§ Goal: Convert everything from the line containing "the dark navy" down to the end of the data below into a Markdown table with the columns Number and Entry, one numbered row per line, leaving out blank lines.
########################################
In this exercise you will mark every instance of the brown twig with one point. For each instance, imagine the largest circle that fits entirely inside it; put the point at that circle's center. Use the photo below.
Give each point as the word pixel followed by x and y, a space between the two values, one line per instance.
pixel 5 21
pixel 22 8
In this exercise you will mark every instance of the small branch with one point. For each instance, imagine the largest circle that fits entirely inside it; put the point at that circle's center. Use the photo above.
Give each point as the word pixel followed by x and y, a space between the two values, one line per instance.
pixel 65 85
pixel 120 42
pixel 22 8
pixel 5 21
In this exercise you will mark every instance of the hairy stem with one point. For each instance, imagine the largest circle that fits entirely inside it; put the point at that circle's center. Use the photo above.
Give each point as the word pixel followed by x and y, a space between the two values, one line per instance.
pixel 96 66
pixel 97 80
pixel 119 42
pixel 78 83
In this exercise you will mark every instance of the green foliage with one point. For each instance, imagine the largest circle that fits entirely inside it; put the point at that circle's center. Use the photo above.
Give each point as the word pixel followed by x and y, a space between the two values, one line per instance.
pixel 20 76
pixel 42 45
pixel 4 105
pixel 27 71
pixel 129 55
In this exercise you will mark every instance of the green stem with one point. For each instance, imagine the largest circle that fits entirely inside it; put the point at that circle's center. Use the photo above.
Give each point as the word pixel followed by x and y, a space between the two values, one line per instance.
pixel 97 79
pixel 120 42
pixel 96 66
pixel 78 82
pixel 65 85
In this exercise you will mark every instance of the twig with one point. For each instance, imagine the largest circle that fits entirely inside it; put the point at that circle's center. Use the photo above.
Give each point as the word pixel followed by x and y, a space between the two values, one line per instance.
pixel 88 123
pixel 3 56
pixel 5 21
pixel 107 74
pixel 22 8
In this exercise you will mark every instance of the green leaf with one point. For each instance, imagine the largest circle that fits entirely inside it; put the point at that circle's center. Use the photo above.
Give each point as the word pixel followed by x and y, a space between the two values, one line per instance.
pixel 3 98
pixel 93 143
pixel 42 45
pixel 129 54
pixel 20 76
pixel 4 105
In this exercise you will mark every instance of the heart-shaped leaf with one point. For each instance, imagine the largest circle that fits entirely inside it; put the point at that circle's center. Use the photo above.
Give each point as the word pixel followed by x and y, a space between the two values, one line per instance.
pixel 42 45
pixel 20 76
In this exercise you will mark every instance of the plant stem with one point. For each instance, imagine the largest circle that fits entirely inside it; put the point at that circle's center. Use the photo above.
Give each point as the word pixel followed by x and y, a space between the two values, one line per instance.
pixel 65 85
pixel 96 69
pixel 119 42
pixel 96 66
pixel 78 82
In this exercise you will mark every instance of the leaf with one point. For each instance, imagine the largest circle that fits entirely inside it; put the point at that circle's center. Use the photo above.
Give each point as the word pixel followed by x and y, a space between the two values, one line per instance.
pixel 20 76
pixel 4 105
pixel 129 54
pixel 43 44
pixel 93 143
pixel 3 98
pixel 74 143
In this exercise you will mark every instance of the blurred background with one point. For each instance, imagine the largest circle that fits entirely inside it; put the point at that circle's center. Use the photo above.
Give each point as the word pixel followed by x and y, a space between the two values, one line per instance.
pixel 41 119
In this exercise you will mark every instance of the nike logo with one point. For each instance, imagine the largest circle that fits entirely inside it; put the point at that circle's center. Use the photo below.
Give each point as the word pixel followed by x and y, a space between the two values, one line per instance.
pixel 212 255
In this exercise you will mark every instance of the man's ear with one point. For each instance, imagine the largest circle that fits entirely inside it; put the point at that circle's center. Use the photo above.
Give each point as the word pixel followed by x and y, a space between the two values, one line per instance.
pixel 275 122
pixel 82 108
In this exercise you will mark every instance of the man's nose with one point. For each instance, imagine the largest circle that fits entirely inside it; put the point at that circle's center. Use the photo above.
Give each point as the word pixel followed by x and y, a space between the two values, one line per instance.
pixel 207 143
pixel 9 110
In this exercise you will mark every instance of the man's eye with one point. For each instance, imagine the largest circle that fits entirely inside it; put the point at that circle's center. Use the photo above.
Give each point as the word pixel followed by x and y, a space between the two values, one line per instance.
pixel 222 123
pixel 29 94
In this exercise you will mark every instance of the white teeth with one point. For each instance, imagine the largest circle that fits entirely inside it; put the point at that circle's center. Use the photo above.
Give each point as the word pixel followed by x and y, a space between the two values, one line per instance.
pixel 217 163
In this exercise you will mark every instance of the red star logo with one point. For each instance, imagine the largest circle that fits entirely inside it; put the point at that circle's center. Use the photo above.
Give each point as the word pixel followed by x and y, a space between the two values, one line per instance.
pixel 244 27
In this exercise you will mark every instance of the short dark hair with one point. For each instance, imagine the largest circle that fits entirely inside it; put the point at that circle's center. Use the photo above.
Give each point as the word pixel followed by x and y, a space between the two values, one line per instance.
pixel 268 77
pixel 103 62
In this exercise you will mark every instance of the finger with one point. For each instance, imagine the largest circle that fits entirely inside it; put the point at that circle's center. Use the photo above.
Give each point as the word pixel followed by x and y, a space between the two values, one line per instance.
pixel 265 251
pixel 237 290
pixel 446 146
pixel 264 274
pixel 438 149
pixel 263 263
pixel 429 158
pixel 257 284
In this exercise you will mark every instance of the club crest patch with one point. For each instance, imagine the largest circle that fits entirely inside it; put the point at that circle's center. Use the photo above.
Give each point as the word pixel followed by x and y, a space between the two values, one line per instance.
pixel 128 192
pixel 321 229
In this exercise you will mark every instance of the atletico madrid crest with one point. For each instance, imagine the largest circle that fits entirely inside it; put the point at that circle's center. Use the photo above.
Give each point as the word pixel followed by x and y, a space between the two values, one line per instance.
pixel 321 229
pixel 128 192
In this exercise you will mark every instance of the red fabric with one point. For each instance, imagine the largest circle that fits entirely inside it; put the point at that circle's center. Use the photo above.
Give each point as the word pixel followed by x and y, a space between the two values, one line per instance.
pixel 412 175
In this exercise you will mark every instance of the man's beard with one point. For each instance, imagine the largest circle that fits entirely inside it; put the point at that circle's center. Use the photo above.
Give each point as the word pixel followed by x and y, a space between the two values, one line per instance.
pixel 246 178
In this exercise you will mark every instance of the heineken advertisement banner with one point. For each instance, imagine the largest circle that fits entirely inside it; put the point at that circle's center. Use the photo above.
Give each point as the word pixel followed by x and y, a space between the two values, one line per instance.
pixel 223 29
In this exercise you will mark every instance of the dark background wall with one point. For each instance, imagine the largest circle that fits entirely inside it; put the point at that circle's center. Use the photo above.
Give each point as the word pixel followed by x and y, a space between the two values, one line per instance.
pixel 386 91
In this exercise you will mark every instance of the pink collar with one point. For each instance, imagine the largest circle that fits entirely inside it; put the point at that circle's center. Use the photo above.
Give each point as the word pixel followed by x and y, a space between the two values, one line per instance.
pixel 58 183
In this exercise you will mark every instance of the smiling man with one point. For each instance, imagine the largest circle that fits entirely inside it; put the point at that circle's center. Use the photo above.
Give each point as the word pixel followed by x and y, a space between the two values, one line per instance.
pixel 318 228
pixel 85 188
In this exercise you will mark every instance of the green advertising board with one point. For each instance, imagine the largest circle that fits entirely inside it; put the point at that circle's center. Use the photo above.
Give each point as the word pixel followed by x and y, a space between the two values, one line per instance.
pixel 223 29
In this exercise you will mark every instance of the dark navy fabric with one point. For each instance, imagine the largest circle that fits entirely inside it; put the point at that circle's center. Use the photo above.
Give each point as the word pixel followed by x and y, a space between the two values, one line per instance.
########################################
§ Written solution:
| Number | Entry |
|---|---|
| 1 | In this exercise you will mark every instance of the dark navy fabric with one point. For each instance, imagine the largest circle that fits entirely inside it; put the point at that circle's center. Use the photo above. |
| 2 | Give each point as the word pixel followed by x and y, a space between the two values, one line per instance. |